MATERIAL FOR THIS TASK ▸
++++++++

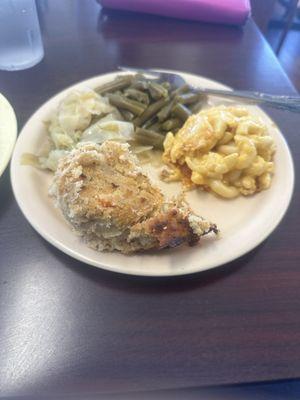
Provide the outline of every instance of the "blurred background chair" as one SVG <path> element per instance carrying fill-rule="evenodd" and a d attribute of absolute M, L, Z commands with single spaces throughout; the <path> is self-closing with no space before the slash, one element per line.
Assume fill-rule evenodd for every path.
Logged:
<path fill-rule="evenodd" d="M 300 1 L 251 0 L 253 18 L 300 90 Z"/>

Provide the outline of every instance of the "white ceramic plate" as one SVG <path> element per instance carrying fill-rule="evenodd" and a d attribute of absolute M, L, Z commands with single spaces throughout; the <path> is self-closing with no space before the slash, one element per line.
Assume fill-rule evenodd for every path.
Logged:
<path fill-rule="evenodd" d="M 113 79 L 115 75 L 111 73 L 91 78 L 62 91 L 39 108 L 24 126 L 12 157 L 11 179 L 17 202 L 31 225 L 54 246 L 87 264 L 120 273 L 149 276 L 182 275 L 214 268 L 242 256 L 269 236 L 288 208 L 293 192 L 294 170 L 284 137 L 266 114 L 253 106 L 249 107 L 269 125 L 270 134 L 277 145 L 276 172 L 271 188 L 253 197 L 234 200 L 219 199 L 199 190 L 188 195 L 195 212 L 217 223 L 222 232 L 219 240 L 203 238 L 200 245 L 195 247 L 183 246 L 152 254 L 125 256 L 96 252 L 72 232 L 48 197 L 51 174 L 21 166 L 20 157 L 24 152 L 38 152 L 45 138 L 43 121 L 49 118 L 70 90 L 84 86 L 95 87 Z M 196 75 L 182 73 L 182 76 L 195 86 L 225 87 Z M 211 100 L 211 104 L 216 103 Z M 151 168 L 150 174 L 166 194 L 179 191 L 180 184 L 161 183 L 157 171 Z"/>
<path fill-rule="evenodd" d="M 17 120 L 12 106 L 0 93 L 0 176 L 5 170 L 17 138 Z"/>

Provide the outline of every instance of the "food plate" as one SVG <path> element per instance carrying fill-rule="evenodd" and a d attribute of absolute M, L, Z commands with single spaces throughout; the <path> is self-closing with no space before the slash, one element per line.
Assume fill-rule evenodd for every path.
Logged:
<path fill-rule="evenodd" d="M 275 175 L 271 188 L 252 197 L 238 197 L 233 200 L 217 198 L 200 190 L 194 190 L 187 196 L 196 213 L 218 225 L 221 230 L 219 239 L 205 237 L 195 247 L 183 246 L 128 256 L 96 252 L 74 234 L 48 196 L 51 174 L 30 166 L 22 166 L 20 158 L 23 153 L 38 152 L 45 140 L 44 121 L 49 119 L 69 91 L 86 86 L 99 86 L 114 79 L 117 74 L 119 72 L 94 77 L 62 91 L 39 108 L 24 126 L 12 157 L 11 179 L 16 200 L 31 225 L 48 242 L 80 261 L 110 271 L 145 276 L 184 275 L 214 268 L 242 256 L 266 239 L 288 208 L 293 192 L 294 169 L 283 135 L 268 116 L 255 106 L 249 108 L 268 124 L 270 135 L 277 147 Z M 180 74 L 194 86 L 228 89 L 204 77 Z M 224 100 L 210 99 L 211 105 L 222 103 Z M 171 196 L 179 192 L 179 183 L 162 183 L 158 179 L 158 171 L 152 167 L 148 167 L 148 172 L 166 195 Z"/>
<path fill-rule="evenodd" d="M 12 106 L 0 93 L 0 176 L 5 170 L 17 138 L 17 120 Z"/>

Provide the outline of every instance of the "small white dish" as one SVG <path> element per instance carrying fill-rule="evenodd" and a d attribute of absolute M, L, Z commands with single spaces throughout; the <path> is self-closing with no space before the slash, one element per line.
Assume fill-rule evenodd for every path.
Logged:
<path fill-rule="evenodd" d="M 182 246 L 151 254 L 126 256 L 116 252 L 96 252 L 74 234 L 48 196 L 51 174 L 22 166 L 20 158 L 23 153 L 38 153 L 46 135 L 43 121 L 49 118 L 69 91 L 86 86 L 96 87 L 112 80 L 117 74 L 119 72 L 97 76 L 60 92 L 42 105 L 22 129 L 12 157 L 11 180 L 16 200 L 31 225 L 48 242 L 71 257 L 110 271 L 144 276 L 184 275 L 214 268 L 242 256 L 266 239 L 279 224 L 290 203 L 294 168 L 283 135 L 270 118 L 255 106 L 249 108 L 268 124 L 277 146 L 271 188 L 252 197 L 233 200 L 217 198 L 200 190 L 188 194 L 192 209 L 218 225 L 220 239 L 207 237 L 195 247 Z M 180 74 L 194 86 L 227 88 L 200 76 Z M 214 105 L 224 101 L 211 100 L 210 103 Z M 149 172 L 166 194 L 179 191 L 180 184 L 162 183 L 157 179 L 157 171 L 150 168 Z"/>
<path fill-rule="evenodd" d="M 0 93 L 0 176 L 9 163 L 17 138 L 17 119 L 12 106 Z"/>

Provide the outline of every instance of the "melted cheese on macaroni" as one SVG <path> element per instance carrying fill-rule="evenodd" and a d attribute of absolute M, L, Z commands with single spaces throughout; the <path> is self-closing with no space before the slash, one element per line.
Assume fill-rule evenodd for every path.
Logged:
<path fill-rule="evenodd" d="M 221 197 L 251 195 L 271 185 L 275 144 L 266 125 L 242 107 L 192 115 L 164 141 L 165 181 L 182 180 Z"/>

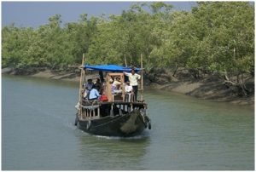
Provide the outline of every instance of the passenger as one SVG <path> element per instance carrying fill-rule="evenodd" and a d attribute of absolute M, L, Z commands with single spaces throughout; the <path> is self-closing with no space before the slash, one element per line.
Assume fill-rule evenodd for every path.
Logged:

++++++++

GOAL ▸ Give the whole listing above as a JSON list of strings, one string per line, with blank lines left out. Omit the pictures.

SOLUTION TO THE PROBLEM ▸
[
  "Provide the outline of every instance of the \"blurred background chair\" as one SVG <path> element per instance carrying fill-rule=\"evenodd\" and a d attribute of absolute M, L, Z commands with single spaces throughout; the <path> is self-closing with no space before the slash, one element per line.",
  "Assume fill-rule evenodd for every path.",
  "Logged:",
  "<path fill-rule=\"evenodd\" d=\"M 300 1 L 251 0 L 253 18 L 300 90 Z\"/>",
  "Provide the outline of every instance of the \"white ceramic plate\" as one SVG <path> element per instance carrying fill-rule=\"evenodd\" and a d attribute of absolute M, L, Z commands with single spaces throughout; the <path> is self-closing with no space before the slash, one element per line.",
  "Assume fill-rule evenodd for every path.",
  "Logged:",
  "<path fill-rule=\"evenodd\" d=\"M 113 79 L 115 75 L 111 73 L 91 78 L 62 91 L 39 108 L 24 126 L 12 157 L 11 179 L 17 202 L 31 225 L 54 246 L 87 264 L 120 273 L 149 276 L 182 275 L 214 268 L 242 256 L 269 236 L 288 208 L 293 192 L 294 170 L 284 137 L 266 114 L 253 106 L 249 107 L 269 125 L 270 134 L 277 145 L 276 172 L 271 188 L 253 197 L 234 200 L 219 199 L 199 190 L 188 195 L 195 212 L 217 223 L 222 232 L 219 240 L 203 238 L 200 245 L 195 247 L 183 246 L 152 254 L 125 256 L 96 252 L 72 232 L 48 197 L 51 174 L 21 166 L 20 157 L 24 152 L 38 152 L 45 138 L 43 121 L 49 118 L 70 90 L 84 86 L 95 87 Z M 196 75 L 182 73 L 182 76 L 195 86 L 225 87 Z M 211 100 L 211 104 L 216 103 Z M 151 168 L 150 174 L 166 194 L 179 191 L 180 184 L 161 183 L 157 171 Z\"/>",
  "<path fill-rule=\"evenodd\" d=\"M 17 120 L 12 106 L 0 93 L 0 176 L 5 170 L 17 138 Z\"/>",
  "Provide the outline of every instance of the \"food plate\" as one SVG <path> element per instance carrying fill-rule=\"evenodd\" and a d attribute of absolute M, L, Z commands with single spaces throughout; the <path> is self-closing with no space before the slash, one element per line.",
  "Assume fill-rule evenodd for every path.",
  "Logged:",
  "<path fill-rule=\"evenodd\" d=\"M 275 175 L 271 188 L 252 197 L 238 197 L 233 200 L 217 198 L 200 190 L 194 190 L 187 196 L 196 213 L 218 225 L 221 230 L 219 239 L 205 237 L 195 247 L 183 246 L 128 256 L 96 252 L 74 234 L 48 196 L 51 174 L 30 166 L 22 166 L 20 158 L 23 153 L 38 152 L 45 140 L 44 121 L 49 119 L 69 91 L 86 86 L 99 86 L 114 79 L 117 74 L 119 72 L 94 77 L 62 91 L 39 108 L 24 126 L 12 157 L 11 179 L 16 200 L 31 225 L 48 242 L 80 261 L 110 271 L 145 276 L 184 275 L 214 268 L 242 256 L 266 239 L 288 208 L 293 192 L 294 169 L 283 135 L 268 116 L 255 106 L 249 108 L 268 124 L 270 135 L 277 147 Z M 180 74 L 194 86 L 228 89 L 204 77 Z M 224 100 L 210 99 L 211 105 L 222 103 Z M 171 196 L 179 192 L 179 183 L 162 183 L 158 179 L 158 171 L 152 167 L 148 167 L 148 172 L 166 195 Z\"/>",
  "<path fill-rule=\"evenodd\" d=\"M 12 106 L 0 93 L 0 176 L 5 170 L 17 138 L 17 120 Z\"/>",
  "Provide the outline of every instance of the \"small white dish\" as one SVG <path> element per instance carrying fill-rule=\"evenodd\" and a d attribute of absolute M, L, Z commands with single spaces throughout; the <path> is self-closing with no space before the slash, one element per line.",
  "Assume fill-rule evenodd for every path.",
  "Logged:",
  "<path fill-rule=\"evenodd\" d=\"M 182 246 L 151 254 L 126 256 L 116 252 L 96 252 L 74 234 L 48 196 L 51 174 L 22 166 L 20 158 L 23 153 L 38 153 L 46 135 L 43 121 L 49 118 L 69 91 L 86 86 L 96 87 L 112 80 L 117 74 L 119 72 L 97 76 L 60 92 L 42 105 L 22 129 L 12 157 L 11 180 L 16 200 L 31 225 L 48 242 L 71 257 L 110 271 L 144 276 L 184 275 L 214 268 L 242 256 L 266 239 L 279 224 L 290 203 L 294 168 L 283 135 L 270 118 L 255 106 L 249 108 L 268 124 L 277 146 L 271 188 L 252 197 L 233 200 L 217 198 L 200 190 L 188 194 L 192 209 L 218 225 L 220 239 L 207 237 L 195 247 Z M 180 74 L 194 86 L 227 88 L 200 76 Z M 214 105 L 224 101 L 211 100 L 210 103 Z M 149 172 L 166 194 L 179 191 L 180 184 L 162 183 L 157 179 L 157 171 L 150 168 Z\"/>",
  "<path fill-rule=\"evenodd\" d=\"M 0 93 L 0 176 L 9 163 L 17 138 L 17 119 L 12 106 Z\"/>",
  "Provide the outline of every instance of the \"melted cheese on macaroni\" as one SVG <path> element per instance carrying fill-rule=\"evenodd\" and a d attribute of absolute M, L, Z commands with single spaces throughout; the <path> is self-closing with no space before the slash, one element per line.",
  "Assume fill-rule evenodd for every path.",
  "Logged:",
  "<path fill-rule=\"evenodd\" d=\"M 221 197 L 251 195 L 271 185 L 275 144 L 266 125 L 242 107 L 192 115 L 164 141 L 165 181 L 182 180 Z\"/>",
  "Provide the outline of every instance of the passenger as one SVG <path> element per instance carrying fill-rule=\"evenodd\" and a d attribute of absolute M, L, Z commands with single spaces throughout; the <path> is self-closing with no space before the slash, one element per line.",
  "Assume fill-rule evenodd for every path.",
  "Logged:"
]